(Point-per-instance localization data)
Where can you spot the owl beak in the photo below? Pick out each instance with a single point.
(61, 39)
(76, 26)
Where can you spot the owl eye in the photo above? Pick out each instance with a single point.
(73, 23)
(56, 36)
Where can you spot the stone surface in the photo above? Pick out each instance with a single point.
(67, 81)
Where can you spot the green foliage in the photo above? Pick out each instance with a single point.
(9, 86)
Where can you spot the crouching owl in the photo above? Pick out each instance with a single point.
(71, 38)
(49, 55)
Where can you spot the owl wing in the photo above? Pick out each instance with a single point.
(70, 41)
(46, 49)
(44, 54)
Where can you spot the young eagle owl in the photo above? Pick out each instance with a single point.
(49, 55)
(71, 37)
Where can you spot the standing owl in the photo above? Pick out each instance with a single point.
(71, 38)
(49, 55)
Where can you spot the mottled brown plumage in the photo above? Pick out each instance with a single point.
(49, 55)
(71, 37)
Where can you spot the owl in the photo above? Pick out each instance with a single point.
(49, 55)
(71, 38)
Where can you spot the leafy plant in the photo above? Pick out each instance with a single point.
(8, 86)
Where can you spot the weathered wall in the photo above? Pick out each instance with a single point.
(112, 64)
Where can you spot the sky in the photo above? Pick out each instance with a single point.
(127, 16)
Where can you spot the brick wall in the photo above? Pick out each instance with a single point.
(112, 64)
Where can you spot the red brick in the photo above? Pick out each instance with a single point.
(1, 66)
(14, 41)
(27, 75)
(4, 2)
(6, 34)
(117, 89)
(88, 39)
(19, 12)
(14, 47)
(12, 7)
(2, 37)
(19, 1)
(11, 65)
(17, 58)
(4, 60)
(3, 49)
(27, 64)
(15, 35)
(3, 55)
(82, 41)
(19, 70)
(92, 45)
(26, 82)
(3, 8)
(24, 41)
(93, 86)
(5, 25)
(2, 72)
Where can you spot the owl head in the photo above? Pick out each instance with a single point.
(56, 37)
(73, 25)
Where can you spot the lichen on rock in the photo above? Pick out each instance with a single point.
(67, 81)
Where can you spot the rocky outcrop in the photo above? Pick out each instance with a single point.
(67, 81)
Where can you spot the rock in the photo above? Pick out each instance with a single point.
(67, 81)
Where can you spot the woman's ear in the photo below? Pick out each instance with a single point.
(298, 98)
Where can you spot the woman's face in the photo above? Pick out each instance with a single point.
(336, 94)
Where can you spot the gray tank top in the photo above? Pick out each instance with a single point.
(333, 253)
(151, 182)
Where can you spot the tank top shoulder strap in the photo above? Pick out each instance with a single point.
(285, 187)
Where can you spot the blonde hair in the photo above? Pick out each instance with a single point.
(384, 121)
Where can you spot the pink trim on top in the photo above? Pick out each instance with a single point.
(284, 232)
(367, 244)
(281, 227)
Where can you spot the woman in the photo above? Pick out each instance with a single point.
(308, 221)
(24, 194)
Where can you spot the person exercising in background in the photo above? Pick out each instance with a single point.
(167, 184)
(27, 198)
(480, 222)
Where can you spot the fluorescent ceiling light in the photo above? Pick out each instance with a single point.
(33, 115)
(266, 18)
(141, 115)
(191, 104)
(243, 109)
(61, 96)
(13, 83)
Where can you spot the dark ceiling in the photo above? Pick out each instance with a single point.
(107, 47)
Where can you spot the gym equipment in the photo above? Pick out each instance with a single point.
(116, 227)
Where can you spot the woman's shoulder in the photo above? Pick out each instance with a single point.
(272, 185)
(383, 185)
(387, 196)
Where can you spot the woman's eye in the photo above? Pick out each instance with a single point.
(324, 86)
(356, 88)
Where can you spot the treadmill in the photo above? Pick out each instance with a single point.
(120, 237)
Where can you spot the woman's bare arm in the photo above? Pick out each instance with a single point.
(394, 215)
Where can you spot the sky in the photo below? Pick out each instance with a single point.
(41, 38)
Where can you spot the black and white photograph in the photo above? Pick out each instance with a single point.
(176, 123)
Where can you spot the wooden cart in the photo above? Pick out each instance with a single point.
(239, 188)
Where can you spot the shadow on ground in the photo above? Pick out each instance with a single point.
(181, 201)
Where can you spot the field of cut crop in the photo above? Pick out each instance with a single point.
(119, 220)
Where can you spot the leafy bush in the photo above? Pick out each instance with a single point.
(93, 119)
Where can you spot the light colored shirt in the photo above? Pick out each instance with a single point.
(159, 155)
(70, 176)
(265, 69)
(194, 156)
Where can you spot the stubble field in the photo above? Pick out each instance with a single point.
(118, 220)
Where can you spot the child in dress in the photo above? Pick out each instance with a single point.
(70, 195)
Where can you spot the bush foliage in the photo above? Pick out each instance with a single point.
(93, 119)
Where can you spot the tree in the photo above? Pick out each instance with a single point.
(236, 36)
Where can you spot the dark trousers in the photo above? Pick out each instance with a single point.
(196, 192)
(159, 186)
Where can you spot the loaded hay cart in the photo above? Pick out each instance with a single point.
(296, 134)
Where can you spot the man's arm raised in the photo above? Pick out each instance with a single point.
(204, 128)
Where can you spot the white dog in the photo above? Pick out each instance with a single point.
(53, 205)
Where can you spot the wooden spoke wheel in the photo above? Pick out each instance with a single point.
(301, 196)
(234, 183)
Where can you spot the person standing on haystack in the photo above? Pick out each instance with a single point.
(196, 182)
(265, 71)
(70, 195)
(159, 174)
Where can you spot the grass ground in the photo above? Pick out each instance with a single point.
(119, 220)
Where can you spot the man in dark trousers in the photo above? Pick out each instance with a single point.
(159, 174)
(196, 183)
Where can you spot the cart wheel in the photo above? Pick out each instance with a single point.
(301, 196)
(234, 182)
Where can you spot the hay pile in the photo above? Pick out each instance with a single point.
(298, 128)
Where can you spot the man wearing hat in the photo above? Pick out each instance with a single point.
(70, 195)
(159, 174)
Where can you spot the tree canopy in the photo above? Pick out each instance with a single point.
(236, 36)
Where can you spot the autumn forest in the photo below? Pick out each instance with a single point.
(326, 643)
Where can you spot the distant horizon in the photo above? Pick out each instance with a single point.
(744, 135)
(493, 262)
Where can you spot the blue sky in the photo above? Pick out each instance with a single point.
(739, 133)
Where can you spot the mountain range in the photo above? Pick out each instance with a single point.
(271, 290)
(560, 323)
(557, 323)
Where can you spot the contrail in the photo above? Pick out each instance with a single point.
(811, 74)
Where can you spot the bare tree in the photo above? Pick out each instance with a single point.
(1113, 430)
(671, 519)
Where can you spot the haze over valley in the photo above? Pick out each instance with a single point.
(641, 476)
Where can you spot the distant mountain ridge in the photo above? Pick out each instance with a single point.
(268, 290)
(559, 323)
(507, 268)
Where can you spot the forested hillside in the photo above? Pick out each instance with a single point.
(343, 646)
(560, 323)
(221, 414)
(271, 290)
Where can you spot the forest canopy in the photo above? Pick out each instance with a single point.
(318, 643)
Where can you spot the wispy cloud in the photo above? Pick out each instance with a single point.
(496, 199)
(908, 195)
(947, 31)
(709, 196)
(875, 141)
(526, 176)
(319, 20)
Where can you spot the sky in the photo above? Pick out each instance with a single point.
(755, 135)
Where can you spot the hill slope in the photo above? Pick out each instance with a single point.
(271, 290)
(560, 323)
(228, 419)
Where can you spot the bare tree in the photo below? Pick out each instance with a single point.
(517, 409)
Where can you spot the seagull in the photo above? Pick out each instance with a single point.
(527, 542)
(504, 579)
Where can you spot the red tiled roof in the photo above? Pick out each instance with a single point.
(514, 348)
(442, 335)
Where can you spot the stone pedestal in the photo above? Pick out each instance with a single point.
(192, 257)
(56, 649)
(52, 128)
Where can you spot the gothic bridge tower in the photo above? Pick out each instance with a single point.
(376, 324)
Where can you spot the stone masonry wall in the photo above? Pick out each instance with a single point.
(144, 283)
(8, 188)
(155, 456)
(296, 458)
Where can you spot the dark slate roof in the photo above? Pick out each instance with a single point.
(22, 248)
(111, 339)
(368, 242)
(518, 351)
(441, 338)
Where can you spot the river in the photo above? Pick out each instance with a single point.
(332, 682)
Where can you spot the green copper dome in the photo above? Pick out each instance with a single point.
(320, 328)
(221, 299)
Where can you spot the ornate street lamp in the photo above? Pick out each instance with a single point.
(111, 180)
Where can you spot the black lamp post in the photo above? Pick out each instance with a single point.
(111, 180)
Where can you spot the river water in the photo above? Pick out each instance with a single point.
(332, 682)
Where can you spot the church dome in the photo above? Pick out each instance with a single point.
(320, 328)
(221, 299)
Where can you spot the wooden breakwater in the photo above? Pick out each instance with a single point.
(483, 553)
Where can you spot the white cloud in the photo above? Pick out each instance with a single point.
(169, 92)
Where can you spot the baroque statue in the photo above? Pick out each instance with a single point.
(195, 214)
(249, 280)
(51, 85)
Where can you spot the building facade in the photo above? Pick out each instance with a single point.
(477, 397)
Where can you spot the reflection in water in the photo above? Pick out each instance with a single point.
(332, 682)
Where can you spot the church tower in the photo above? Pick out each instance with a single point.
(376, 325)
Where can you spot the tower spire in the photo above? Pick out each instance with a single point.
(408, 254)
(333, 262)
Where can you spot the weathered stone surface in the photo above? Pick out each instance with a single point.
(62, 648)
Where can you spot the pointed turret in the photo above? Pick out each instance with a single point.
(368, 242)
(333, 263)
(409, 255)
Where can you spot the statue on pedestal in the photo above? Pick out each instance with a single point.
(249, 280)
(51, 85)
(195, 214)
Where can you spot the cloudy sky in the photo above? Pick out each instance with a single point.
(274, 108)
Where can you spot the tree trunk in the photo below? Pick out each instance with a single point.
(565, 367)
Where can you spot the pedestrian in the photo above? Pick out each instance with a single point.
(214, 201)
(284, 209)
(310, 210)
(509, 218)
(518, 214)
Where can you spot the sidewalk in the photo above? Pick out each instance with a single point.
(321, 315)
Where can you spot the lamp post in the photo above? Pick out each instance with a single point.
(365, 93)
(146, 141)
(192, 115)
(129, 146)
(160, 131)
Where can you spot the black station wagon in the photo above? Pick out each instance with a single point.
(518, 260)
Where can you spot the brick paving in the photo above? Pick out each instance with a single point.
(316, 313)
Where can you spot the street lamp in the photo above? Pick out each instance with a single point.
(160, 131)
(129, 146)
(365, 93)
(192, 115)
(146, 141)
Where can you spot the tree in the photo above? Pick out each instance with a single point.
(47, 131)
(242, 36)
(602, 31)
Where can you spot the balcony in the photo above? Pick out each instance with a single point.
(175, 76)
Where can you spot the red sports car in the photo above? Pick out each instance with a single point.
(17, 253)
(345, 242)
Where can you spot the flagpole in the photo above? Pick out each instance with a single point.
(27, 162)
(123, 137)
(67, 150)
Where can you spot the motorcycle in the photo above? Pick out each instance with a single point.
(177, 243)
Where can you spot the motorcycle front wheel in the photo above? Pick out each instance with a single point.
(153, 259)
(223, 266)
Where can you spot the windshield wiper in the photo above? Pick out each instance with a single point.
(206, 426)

▶ [TO DO] Give again only the lines starting at the one that contains "Where can you spot the pointed" and running to the end of the data.

▶ [COMPLETED TASK]
Where can you spot the pointed turret in the photo above? Pick out each instance with a single point.
(368, 242)
(333, 263)
(409, 255)
Where can you spot the statue on pedestal in the photo above? Pick out each instance with a single point.
(249, 280)
(51, 85)
(195, 214)
Where can you spot the cloudy sky in the photo above? Pick out each instance with a single point.
(274, 108)
Where can you spot the tree trunk in the photo below? Pick out each instance with a single point.
(565, 367)
Where can you spot the pedestrian in the photo above? Pick out each instance with a single point.
(214, 201)
(284, 209)
(310, 210)
(509, 218)
(518, 214)
Where can you spot the sidewalk in the photo above? Pick out each instance with a single point.
(321, 315)
Where can you spot the lamp post in the photo above? Pick out each instance with a single point.
(365, 93)
(146, 141)
(192, 115)
(129, 146)
(160, 131)
Where can you spot the black station wagon in the photo above? Pick out each instance with a single point.
(518, 260)
Where can you spot the brick paving in the photo above? Pick out each instance with a single point.
(316, 313)
Where can you spot the street lamp in the photo above? Pick out each instance with a single point.
(160, 131)
(129, 146)
(365, 93)
(192, 115)
(146, 141)
Where can you spot the tree in the photo above? Pick out each instance with a single point.
(47, 131)
(242, 36)
(602, 31)
Where can you spot the balcony in the photo above? Pick out each instance with a single point.
(175, 76)
Where can you spot the red sports car in the photo above? Pick out each instance with a single point.
(17, 253)
(345, 242)
Where can you spot the flagpole in the photo above? Pick out each instance with a single point.
(27, 162)
(123, 137)
(67, 150)
Where can you spot the motorcycle in the photo above? Pick out each instance with a single point.
(177, 243)
Where can you spot the motorcycle front wheel in the photo above? Pick out each instance with a single point.
(153, 259)
(223, 266)
Where can you spot the windshield wiper in the photo above? Pick out each instance with a single point.
(206, 426)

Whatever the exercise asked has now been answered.